*** Supplied material

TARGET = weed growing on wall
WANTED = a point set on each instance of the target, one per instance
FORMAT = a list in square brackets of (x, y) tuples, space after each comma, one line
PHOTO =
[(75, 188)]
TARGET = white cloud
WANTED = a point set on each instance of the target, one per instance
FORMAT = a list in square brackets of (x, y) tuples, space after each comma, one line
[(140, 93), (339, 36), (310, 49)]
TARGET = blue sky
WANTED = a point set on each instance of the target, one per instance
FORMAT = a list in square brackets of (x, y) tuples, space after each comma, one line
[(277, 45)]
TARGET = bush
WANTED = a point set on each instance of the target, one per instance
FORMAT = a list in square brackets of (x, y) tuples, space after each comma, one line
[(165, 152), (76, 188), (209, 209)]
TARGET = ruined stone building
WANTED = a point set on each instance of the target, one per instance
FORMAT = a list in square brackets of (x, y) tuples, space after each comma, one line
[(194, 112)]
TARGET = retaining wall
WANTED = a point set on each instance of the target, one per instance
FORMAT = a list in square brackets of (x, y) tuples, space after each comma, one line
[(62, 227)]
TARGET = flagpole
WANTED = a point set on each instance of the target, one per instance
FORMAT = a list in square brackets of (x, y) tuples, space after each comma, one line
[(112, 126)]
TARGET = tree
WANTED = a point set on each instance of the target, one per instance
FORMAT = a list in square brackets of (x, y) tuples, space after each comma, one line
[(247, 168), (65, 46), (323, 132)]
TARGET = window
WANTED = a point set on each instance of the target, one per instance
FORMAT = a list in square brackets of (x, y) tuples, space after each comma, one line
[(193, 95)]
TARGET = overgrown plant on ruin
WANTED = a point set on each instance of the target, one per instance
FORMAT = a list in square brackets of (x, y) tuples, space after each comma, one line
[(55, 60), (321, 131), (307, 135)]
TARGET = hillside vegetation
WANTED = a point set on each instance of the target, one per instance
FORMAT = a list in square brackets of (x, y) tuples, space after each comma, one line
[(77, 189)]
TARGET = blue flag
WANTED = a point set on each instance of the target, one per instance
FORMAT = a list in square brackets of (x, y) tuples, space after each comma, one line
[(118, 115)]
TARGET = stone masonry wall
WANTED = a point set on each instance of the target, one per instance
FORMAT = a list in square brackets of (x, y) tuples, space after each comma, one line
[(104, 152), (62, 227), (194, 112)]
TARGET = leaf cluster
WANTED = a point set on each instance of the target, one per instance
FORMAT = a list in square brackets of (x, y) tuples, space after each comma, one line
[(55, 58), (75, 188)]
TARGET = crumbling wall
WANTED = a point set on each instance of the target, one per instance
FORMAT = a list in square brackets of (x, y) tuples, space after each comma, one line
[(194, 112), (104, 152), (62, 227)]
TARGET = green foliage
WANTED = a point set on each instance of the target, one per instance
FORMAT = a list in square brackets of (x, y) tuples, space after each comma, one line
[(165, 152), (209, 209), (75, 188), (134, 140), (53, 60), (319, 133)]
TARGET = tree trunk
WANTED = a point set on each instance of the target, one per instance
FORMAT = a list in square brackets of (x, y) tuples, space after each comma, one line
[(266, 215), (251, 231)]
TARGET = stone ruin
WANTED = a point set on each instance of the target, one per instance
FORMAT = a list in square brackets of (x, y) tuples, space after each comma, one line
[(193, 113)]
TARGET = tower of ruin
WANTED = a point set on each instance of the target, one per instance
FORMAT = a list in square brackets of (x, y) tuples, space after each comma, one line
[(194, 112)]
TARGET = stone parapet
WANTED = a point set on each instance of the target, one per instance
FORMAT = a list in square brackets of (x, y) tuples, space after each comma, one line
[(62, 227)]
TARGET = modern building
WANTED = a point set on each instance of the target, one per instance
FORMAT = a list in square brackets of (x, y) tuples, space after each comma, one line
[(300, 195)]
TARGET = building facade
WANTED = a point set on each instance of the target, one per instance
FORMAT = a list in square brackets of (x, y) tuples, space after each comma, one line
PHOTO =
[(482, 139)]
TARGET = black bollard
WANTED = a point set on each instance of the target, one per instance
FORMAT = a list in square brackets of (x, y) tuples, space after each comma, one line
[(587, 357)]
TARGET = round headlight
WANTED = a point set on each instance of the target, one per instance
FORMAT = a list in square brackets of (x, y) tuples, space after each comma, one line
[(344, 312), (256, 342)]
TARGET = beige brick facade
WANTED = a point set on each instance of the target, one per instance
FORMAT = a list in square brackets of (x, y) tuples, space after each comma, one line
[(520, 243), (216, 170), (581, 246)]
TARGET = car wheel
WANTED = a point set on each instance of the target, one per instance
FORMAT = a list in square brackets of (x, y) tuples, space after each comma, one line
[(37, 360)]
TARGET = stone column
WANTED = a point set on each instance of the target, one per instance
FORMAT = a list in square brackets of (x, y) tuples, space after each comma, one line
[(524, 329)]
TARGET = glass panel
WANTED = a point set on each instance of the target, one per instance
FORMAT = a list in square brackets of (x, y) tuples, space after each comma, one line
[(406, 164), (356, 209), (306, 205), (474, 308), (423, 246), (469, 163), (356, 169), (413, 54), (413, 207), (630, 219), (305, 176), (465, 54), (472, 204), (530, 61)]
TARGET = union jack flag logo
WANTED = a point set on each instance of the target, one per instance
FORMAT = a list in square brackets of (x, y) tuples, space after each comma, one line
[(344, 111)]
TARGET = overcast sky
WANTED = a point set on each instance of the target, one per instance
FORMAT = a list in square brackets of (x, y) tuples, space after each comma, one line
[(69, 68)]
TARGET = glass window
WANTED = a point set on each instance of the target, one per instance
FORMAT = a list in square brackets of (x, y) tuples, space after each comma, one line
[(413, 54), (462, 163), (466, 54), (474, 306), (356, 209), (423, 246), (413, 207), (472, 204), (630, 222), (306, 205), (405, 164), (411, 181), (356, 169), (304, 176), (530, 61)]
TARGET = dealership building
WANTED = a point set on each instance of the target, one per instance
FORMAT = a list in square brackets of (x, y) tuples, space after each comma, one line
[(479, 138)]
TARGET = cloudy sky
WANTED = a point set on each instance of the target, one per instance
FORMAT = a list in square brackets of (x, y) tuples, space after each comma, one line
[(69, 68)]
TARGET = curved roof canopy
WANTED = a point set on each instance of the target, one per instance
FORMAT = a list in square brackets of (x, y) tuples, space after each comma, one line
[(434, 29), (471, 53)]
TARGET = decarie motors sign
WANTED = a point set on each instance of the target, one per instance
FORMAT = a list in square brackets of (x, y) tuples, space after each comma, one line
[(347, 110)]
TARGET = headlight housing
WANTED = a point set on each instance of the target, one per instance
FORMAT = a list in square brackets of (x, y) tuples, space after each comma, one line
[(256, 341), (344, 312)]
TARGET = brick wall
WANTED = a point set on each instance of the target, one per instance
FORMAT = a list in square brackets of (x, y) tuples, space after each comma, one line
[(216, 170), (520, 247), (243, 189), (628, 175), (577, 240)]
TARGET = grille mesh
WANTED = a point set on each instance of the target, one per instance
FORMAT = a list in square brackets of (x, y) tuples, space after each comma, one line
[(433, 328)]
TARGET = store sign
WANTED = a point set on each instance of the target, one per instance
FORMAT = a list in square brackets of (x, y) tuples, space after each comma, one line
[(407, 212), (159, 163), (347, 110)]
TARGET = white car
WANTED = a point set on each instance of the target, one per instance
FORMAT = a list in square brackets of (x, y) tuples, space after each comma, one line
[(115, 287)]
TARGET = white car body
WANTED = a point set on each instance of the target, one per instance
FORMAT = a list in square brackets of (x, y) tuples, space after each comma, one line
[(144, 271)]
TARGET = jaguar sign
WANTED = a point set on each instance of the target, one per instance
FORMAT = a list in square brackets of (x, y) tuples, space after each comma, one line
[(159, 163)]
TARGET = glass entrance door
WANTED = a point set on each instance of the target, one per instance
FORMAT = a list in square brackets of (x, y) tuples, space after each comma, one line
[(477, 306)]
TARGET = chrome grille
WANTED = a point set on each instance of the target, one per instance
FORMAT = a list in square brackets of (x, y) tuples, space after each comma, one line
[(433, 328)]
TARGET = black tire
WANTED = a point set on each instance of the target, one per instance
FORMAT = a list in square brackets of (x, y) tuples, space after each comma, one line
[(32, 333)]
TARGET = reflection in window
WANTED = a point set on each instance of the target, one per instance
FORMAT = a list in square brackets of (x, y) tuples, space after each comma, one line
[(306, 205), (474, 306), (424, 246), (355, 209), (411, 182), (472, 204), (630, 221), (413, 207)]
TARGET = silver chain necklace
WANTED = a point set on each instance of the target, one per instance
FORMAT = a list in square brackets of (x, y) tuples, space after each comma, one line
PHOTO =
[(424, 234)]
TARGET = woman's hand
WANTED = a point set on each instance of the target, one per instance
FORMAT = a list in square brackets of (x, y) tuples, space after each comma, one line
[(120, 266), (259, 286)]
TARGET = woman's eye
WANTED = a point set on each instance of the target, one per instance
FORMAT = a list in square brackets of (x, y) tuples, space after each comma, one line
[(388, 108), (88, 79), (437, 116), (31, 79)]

******

▶ Task goal
Which lines run from the one holding "TARGET = leaf cluster" through the one holding "TARGET = green foliage" in the records above? Repeat them exactly, both included, and nothing more.

▶ Reply to the exercise
TARGET = leaf cluster
WANTED = a point set on each instance of the target, one per instance
FORMAT = a list in square brackets of (x, y) tuples, space after each comma, one line
[(55, 58), (75, 188)]
TARGET = crumbling wall
WANTED = a point set on each instance of the target, one per instance
FORMAT = a list in square brackets of (x, y) tuples, space after each comma, one line
[(194, 112), (104, 152), (62, 227)]
TARGET = green foliage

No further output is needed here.